(INFORMATION begins)

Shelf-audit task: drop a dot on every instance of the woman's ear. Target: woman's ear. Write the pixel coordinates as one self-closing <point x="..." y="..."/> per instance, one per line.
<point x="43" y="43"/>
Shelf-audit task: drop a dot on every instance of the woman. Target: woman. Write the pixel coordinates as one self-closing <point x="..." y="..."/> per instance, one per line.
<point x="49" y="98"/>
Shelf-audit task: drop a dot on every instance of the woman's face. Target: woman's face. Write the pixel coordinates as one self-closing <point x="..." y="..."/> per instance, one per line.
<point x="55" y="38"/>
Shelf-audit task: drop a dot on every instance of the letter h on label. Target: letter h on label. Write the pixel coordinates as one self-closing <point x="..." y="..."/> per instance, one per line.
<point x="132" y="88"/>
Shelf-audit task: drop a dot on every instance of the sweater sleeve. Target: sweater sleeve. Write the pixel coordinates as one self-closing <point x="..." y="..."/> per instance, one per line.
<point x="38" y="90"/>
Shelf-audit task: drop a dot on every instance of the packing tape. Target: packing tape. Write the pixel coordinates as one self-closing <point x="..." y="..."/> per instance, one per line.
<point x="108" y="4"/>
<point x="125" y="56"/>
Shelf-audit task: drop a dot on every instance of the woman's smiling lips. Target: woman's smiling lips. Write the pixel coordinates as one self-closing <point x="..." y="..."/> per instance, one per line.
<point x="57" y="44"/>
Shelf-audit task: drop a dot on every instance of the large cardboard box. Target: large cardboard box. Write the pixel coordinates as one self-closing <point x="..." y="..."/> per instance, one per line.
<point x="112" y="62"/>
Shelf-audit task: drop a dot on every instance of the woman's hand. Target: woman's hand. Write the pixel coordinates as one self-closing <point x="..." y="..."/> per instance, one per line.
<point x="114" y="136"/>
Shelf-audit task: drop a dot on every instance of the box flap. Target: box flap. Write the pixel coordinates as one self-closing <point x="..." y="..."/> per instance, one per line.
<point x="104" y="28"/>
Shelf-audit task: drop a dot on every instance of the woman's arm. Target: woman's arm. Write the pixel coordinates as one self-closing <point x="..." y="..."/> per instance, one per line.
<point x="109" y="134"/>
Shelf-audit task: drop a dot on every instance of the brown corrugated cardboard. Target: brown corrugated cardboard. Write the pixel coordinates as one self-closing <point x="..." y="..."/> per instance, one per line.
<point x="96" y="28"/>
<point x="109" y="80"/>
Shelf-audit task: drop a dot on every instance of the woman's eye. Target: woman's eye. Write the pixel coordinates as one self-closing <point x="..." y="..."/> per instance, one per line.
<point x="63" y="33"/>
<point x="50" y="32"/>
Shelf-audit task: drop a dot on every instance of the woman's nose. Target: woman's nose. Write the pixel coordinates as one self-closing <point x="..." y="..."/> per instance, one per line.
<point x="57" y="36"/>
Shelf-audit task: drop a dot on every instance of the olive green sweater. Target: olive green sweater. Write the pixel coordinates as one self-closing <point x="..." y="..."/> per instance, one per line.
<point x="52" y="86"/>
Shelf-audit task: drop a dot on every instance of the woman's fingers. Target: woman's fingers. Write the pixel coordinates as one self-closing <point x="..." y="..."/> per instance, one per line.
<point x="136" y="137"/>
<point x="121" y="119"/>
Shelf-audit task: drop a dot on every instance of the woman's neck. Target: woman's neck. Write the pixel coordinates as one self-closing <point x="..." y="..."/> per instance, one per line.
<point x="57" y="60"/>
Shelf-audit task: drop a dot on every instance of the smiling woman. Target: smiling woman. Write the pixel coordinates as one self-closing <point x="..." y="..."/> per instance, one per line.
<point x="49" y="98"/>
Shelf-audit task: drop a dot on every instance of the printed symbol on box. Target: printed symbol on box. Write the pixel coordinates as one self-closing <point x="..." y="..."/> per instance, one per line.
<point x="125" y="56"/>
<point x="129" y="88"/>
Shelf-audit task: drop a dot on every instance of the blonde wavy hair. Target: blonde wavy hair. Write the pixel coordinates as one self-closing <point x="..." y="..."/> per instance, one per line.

(INFORMATION ends)

YOUR INSTRUCTIONS
The expected output is the complete data, repeated exactly.

FINISHED EXERCISE
Shelf-audit task: drop a dot on every instance of the woman's ear. Target: woman's ear. Write the pixel coordinates as one self-closing <point x="..." y="..."/> per instance, one per line.
<point x="43" y="43"/>
Shelf-audit task: drop a dot on every instance of the woman. Target: woman. Write the pixel coordinates as one self-closing <point x="..." y="..."/> per instance, one per line.
<point x="49" y="98"/>
Shelf-audit task: drop a dot on every instance of the woman's face. Target: woman's face. Write the pixel coordinates as one self-closing <point x="..." y="..."/> per instance, one per line.
<point x="55" y="38"/>
Shelf-audit task: drop a dot on every instance of the letter h on label. Target: letter h on label. Write the pixel coordinates as one self-closing <point x="..." y="..."/> per instance, one per line.
<point x="132" y="88"/>
Shelf-audit task: drop a dot on every instance of the sweater sleeve. Target: sweater sleeve. Write the pixel coordinates as one self-closing <point x="..." y="..."/> per instance, one per line.
<point x="38" y="90"/>
Shelf-audit task: drop a dot on every instance of the packing tape. Target: packing tape. Write the pixel coordinates as one self-closing <point x="..." y="..."/> per instance, one per line.
<point x="108" y="4"/>
<point x="125" y="56"/>
Shelf-audit task: drop a dot on every instance of the woman's smiling lips. Target: woman's smiling lips. Write the pixel coordinates as one self-closing <point x="..." y="..."/> per instance, one per line.
<point x="57" y="44"/>
Shelf-audit task: drop a dot on every instance of the large cardboard box. Target: large cardboard box. Write the pixel coordinates as one self-closing <point x="..." y="..."/> per instance, one per line.
<point x="112" y="62"/>
Shelf-audit task: drop a dot on every instance of the woman's hand. Target: woman's hand. Write the pixel coordinates as one self-closing <point x="..." y="..."/> per instance, one per line.
<point x="114" y="136"/>
Shelf-audit task: drop a dot on every instance of the box flap. Target: box flap. Write the pixel coordinates as one self-closing <point x="..." y="..."/> per instance, one per line.
<point x="104" y="28"/>
Shelf-audit task: drop a dot on every instance of the woman's arm. Target: woman's arm. Write the pixel coordinates as one self-closing <point x="..." y="..."/> per instance, one per line.
<point x="109" y="134"/>
Shelf-audit task: drop a dot on every instance of the brown corrugated cardboard. Target: brown corrugated cardboard. Write the pixel coordinates as one self-closing <point x="..." y="..."/> per instance, one per line.
<point x="96" y="28"/>
<point x="109" y="80"/>
Shelf-audit task: drop a dot on every instance of the woman's eye. Target: woman's eye. Write the pixel coordinates as one self-closing <point x="..." y="..."/> per instance, one per line.
<point x="63" y="33"/>
<point x="50" y="32"/>
Shelf-audit task: drop a dot on every instance of the woman's nose. Target: woman's nose. Write the pixel coordinates as one self-closing <point x="..." y="..."/> per instance, one per line.
<point x="57" y="36"/>
Shelf-audit task: drop a dot on every instance of the olive green sweater. Target: olive green sweater. Write the pixel coordinates as one self-closing <point x="..." y="..."/> per instance, one per line.
<point x="52" y="86"/>
Shelf-audit task: drop a dot on every instance of the woman's fingers. Target: woman's fingers. Write the pixel coordinates as one self-closing <point x="..." y="..."/> per instance, one per line.
<point x="136" y="137"/>
<point x="121" y="119"/>
Shelf-audit task: drop a dot on every instance of the woman's neck. Target: woman's neck. Write the pixel coordinates as one self-closing <point x="..." y="..."/> per instance, one per line.
<point x="57" y="60"/>
Shelf-audit task: drop a dot on every instance of the smiling woman. Target: smiling woman. Write the pixel coordinates as one self-closing <point x="..." y="..."/> per instance, one per line.
<point x="49" y="98"/>
Shelf-audit task: drop a dot on every instance of the printed symbol on box. Target: printed symbol on box. Write the pixel coordinates as one self-closing <point x="..." y="..."/> per instance, one per line.
<point x="125" y="56"/>
<point x="129" y="88"/>
Shelf-audit task: drop a dot on every instance of the blonde wavy hair. Target: blonde wavy hair. Write the pixel coordinates as one self-closing <point x="..." y="..."/> per instance, one per line.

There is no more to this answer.